Transcribe the part of the puzzles column starting with "My husband also" and going on through "and gets beeped.".

------ Text provided

Janet Sheridan: Puzzles worth pondering
Some time ago, I wrote a column candidly confessing my inability to solve life’s mysteries. I hoped you, my readers, would contact me with possible solutions so I could sleep. You didn’t. So I’ve decided to give you a second chance with the following perplexing situations.
Why am I always the last to know? Seriously. It never fails. I gape, bug-eyed with amazement, while others reveal amazing details about Santa Claus, how babies are born, why Nancy stopped going steady with Ben, or the real reason a co-worker quit. I never, ever, know. Just once, I’d like to be the first to say, “Hey, did you hear about Bitsy’s problem with bedbugs?”
My husband also baffles me. Why is he surprised when he doesn’t clear airport security because of the fingernail clippers in his pocket?
The approach to security features numerous signs telling travelers how to avoid being thought a terrorist, hints that are easy to understand and comply with such as “Empty your pockets.” A TSA agent reminds people about their pockets just before they enter the screening devices, and I repeat it to Joel. He sees the signs, hears the agent, pretends to hear me, enters, and gets beeped.

------------
------ Excerpted records

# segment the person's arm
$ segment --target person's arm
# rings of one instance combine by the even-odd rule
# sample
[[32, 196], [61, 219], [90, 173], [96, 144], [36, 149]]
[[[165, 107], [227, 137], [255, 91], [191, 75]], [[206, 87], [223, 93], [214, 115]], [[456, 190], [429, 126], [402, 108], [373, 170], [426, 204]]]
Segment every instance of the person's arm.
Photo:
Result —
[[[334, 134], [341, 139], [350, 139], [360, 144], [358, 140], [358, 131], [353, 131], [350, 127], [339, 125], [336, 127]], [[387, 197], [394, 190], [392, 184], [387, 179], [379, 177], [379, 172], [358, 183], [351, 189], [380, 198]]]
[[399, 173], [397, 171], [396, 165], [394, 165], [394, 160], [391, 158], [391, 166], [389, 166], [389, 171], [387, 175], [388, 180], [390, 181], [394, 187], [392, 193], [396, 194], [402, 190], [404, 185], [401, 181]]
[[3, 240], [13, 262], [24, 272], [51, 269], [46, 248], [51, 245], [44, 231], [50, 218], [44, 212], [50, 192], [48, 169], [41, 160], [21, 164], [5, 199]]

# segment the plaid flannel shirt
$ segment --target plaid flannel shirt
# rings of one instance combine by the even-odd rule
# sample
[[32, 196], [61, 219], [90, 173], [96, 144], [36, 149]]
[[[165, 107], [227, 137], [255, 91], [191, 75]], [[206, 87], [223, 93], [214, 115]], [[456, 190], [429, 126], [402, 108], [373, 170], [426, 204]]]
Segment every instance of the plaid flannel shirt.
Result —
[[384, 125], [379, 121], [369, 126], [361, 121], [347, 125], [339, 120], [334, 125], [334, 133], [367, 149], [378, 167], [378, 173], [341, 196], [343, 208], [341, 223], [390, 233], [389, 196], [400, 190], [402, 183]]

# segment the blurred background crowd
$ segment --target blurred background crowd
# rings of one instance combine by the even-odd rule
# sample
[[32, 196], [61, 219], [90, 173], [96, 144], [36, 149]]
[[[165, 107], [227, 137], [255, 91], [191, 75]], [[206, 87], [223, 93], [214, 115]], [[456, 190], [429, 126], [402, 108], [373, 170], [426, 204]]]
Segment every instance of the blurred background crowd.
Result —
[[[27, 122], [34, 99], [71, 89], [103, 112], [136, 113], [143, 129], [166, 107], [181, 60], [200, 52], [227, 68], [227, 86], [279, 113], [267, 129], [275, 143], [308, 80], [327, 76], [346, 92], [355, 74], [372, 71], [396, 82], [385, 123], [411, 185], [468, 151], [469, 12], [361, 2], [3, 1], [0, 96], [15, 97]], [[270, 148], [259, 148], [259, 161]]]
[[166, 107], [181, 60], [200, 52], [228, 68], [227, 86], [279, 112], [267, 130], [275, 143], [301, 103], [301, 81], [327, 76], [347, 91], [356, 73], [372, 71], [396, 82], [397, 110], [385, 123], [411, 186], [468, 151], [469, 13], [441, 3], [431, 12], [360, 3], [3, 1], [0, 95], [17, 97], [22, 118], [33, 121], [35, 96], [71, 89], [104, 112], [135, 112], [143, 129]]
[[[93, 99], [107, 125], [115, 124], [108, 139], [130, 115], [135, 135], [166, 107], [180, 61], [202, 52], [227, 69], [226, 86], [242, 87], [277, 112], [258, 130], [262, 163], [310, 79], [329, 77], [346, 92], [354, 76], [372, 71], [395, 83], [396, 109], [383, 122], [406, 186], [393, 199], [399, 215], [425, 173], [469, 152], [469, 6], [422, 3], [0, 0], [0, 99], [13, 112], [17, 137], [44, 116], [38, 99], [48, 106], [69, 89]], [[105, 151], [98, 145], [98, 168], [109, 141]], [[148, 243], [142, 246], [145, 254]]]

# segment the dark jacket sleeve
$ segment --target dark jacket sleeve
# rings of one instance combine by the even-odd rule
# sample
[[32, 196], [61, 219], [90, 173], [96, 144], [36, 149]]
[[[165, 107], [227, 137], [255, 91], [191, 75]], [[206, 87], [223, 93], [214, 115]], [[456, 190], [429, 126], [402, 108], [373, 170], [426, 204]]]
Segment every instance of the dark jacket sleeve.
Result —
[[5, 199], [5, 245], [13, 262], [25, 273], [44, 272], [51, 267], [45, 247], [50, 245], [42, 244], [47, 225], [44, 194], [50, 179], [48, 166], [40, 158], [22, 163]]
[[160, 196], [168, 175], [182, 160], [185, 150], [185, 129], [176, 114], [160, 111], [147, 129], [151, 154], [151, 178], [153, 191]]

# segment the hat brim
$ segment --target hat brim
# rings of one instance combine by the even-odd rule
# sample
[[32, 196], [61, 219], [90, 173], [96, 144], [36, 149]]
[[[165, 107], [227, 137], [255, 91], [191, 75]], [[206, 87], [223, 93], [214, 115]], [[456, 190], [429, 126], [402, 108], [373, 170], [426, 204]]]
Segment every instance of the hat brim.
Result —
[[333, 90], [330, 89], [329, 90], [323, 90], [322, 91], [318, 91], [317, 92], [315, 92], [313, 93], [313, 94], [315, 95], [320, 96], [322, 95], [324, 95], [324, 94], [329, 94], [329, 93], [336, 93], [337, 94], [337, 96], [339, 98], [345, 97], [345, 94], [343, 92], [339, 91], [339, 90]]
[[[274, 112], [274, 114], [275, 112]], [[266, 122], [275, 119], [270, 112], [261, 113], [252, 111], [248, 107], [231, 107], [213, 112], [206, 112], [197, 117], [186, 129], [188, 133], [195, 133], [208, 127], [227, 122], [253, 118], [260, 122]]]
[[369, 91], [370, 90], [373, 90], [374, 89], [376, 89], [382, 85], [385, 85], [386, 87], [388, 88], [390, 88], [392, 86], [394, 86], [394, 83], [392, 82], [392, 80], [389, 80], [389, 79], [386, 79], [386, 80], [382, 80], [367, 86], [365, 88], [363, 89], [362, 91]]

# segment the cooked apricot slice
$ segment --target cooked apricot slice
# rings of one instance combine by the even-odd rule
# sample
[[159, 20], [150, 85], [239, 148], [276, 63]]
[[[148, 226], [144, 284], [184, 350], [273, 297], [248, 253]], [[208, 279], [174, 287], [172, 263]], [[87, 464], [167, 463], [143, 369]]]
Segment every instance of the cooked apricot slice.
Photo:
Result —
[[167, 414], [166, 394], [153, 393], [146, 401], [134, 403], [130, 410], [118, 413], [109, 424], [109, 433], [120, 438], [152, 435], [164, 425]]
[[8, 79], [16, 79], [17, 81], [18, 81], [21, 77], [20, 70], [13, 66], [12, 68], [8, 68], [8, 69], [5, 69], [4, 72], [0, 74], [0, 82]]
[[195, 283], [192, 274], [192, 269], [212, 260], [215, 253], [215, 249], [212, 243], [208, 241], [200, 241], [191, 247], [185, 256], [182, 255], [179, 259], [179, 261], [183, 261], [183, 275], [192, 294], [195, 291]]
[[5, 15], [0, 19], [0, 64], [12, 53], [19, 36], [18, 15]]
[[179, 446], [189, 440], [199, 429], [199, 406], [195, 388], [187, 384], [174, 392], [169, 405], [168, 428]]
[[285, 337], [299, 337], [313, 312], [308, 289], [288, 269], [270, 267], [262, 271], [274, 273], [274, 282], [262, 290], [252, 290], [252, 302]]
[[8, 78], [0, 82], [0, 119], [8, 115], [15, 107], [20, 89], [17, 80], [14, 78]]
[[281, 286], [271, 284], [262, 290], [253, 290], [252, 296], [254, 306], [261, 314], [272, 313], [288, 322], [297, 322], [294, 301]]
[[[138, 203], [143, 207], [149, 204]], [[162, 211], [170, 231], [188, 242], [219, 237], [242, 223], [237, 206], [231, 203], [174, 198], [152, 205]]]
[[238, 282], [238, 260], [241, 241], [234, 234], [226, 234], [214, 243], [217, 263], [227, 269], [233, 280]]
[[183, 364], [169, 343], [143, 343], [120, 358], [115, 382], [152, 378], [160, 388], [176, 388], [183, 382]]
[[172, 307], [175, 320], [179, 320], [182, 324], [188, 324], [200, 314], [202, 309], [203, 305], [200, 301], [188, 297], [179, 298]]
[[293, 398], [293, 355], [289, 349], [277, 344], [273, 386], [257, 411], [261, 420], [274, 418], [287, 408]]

------------

- **Solution for this task**
My husband also baffles me. Why is he surprised when he doesn’t clear airport security because of the fingernail clippers in his pocket?
The approach to security features numerous signs telling travelers how to avoid being thought a terrorist, hints that are easy to understand and comply with such as “Empty your pockets.” A TSA agent reminds people about their pockets just before they enter the screening devices, and I repeat it to Joel. He sees the signs, hears the agent, pretends to hear me, enters, and gets beeped.